Written problem: Copy the items from their start through the line that contains "x=425, y=384", switching "noun phrase" to "text label" and leaving everything else unchanged.

Dataset items:
══════════════════════════════

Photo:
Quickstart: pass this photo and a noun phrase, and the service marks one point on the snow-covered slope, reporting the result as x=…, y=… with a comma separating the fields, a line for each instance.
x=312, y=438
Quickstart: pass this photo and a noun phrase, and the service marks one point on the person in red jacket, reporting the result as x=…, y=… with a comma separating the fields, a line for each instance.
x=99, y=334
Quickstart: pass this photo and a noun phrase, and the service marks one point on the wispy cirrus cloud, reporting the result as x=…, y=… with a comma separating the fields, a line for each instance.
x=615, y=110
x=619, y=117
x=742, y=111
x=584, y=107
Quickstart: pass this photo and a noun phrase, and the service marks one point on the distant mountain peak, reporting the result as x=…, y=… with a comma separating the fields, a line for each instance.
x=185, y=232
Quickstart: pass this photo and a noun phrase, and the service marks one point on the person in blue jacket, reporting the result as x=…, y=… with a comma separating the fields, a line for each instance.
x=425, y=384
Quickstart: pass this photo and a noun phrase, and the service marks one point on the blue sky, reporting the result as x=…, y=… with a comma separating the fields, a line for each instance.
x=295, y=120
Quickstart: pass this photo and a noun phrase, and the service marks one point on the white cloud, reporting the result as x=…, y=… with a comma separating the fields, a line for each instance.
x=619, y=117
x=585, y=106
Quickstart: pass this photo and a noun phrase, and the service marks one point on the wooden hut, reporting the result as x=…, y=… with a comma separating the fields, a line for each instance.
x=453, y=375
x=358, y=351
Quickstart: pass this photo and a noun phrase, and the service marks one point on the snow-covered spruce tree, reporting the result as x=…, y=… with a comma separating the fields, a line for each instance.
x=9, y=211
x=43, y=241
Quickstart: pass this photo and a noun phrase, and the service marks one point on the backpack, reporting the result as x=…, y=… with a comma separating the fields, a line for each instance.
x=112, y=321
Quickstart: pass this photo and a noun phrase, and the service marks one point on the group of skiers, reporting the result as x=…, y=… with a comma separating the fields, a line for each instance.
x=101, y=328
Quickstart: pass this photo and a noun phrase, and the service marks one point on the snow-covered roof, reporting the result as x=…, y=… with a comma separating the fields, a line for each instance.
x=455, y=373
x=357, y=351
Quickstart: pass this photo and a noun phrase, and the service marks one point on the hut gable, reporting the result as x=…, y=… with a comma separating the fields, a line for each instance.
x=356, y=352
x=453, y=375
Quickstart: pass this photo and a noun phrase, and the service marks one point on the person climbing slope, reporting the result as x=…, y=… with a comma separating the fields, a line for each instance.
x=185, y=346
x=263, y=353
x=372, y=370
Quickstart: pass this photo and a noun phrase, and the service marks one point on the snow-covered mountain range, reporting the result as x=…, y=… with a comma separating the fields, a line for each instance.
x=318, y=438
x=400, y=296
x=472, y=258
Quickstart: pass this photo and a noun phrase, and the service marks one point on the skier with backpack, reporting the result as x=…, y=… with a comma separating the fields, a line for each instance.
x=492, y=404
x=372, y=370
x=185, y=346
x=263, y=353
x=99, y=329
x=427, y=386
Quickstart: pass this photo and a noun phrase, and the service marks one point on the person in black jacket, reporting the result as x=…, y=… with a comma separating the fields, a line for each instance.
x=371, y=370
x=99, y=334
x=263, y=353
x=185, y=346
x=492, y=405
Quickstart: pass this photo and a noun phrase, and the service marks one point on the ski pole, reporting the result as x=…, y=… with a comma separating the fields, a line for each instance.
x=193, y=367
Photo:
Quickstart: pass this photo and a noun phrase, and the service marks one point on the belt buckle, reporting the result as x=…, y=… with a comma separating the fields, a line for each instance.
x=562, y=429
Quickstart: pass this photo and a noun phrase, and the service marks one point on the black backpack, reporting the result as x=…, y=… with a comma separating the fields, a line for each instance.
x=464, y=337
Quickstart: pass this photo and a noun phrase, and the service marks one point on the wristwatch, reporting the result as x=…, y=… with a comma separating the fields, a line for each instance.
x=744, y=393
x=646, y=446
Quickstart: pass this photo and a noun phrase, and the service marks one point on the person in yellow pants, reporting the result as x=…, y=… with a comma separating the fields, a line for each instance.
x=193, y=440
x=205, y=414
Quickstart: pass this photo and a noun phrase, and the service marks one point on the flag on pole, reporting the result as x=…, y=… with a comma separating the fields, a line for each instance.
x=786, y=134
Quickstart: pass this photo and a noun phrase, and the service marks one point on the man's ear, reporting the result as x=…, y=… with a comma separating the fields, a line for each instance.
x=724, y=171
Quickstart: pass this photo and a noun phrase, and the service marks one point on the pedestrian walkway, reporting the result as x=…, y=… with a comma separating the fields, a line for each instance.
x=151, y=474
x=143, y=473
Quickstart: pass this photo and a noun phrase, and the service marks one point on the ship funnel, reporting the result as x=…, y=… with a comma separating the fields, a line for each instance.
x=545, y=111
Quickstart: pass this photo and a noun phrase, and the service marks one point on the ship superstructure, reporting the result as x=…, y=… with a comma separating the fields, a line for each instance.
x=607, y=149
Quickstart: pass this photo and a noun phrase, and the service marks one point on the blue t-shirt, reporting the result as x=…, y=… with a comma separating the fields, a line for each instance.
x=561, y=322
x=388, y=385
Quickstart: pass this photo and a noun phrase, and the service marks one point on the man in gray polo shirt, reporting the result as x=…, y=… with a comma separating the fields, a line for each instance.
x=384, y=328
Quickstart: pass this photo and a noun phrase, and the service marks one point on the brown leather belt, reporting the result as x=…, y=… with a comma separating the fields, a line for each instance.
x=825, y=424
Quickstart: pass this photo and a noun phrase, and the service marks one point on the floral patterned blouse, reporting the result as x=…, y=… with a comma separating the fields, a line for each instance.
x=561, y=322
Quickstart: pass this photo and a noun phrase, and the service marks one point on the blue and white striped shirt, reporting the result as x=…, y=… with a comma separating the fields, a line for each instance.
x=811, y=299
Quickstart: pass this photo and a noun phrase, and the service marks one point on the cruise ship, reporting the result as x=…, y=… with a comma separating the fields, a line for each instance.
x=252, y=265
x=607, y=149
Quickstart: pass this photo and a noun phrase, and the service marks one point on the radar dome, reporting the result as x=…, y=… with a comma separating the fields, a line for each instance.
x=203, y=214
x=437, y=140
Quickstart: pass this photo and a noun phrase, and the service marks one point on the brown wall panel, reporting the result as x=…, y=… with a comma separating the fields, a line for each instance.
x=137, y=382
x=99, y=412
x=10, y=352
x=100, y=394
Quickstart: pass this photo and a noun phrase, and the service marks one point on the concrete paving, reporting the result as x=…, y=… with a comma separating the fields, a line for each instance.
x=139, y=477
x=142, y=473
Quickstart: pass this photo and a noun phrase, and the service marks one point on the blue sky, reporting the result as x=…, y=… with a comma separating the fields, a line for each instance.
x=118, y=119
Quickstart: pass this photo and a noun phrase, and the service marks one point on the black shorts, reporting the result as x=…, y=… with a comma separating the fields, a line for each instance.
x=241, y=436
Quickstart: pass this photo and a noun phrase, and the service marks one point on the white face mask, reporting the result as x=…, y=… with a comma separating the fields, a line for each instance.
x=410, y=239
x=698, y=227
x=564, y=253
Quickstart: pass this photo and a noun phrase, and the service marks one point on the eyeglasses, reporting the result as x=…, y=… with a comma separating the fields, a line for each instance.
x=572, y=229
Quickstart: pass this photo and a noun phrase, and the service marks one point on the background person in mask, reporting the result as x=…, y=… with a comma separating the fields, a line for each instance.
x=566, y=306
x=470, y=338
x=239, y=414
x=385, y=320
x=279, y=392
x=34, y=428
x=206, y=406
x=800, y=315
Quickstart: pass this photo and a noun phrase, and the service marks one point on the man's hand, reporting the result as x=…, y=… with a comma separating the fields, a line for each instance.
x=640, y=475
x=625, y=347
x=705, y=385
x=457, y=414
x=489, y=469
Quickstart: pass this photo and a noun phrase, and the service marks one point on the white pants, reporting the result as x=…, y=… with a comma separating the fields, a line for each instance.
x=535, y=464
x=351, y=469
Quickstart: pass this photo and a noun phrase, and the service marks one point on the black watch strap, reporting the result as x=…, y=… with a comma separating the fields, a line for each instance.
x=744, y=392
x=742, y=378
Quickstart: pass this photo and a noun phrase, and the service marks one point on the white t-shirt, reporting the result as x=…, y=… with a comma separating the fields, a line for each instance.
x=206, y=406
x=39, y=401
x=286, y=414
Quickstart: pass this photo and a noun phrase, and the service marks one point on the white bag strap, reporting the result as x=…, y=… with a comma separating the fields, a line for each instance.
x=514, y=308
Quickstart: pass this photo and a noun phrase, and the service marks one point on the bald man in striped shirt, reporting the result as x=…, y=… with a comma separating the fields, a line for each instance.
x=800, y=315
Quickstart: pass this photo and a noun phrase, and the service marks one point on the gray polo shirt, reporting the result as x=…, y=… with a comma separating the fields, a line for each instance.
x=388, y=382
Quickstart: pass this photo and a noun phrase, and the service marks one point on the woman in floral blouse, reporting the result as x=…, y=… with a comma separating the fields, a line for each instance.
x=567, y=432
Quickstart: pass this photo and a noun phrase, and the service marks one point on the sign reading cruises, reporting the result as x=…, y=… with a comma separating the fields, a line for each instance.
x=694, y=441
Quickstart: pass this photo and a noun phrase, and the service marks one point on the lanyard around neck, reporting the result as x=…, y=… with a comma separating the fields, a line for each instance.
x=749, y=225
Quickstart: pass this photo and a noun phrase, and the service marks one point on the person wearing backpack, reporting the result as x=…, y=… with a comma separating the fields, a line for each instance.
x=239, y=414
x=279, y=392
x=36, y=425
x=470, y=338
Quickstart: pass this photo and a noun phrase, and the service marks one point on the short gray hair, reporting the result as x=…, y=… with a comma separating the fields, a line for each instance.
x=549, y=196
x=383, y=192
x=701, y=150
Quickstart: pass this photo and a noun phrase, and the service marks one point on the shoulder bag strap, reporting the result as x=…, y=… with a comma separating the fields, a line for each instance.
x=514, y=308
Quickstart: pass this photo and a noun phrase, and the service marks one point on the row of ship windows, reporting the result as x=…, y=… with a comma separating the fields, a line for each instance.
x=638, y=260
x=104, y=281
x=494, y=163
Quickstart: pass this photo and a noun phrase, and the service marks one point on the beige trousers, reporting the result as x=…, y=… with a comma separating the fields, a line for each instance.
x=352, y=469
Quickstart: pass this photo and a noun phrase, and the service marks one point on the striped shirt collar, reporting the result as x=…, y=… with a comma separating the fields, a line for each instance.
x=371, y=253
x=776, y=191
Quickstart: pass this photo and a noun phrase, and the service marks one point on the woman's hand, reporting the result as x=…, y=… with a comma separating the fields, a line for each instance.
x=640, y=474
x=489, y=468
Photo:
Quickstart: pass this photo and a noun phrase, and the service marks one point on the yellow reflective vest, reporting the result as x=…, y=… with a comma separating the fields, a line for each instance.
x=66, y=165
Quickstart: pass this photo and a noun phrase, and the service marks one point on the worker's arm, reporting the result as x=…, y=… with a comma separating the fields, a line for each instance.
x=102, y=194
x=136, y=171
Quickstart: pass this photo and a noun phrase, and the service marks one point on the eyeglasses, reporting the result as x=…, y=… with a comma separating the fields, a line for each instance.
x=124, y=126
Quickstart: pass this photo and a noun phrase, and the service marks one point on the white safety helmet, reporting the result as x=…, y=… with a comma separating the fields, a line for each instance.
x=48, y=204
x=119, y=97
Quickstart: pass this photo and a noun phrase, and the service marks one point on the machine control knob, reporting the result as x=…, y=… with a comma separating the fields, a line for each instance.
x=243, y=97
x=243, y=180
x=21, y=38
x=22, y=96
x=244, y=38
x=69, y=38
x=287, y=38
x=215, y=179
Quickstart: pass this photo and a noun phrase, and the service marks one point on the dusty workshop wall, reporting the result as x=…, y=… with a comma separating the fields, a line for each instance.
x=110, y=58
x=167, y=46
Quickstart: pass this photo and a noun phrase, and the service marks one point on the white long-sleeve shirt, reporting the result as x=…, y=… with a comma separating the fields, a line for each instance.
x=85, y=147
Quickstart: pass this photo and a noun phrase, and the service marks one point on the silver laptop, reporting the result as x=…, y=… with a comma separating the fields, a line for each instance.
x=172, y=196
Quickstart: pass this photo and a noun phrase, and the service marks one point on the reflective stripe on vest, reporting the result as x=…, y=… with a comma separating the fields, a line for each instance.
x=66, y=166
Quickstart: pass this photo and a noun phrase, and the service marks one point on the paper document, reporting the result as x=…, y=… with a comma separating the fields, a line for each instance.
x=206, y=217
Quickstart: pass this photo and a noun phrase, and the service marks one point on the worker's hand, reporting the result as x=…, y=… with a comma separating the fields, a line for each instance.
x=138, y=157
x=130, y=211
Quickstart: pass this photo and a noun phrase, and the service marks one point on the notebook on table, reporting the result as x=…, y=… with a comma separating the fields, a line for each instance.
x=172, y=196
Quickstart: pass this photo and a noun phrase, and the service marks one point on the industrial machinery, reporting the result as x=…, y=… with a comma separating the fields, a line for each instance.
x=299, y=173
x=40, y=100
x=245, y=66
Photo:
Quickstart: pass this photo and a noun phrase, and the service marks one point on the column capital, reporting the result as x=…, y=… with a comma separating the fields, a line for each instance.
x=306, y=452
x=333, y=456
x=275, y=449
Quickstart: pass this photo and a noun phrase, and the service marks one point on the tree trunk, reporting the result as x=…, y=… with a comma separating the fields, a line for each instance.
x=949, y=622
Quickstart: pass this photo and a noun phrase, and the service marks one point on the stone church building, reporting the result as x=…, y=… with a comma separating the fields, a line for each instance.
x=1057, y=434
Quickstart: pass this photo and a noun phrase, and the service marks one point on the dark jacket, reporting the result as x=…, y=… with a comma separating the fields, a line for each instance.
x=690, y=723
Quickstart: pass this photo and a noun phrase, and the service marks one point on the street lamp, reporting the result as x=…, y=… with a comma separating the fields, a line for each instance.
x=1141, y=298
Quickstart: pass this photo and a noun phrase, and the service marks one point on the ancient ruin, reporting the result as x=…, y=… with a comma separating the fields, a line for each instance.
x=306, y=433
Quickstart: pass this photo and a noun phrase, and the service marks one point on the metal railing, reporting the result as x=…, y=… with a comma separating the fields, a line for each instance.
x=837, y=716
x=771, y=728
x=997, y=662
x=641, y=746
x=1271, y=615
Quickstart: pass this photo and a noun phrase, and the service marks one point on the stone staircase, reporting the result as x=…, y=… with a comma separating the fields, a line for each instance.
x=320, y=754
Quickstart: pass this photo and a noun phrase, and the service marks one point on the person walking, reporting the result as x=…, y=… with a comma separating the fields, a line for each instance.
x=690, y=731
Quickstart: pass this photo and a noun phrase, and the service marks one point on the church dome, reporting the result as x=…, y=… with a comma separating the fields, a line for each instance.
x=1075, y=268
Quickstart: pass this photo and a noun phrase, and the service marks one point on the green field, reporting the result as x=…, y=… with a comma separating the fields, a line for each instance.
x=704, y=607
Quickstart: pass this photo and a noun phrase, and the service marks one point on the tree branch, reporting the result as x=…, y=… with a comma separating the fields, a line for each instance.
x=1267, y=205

══════════════════════════════

Finished task:
Photo:
Quickstart: pass this photo and a text label, and the service marks one point on the snow-covered slope, reporting the result as x=…, y=… with a comma separating the fields, a line for each instance.
x=312, y=438
Quickstart: pass this photo and a text label, and the service marks one point on the person in red jacket, reporting the result as x=…, y=… with a comma separating the fields, a line for each instance.
x=99, y=334
Quickstart: pass this photo and a text label, and the service marks one point on the wispy cirrus cloud, reporting the result as x=…, y=… with a comma separating the fields, a line for each instance.
x=615, y=110
x=619, y=117
x=742, y=111
x=584, y=107
Quickstart: pass this photo and a text label, and the service marks one point on the distant mountain peak, reporting the result as x=…, y=… with a comma separating the fields, a line for each instance.
x=185, y=232
Quickstart: pass this photo and a text label, and the service marks one point on the person in blue jacket, reporting the result as x=…, y=… with a comma separating the fields, a line for each instance.
x=425, y=384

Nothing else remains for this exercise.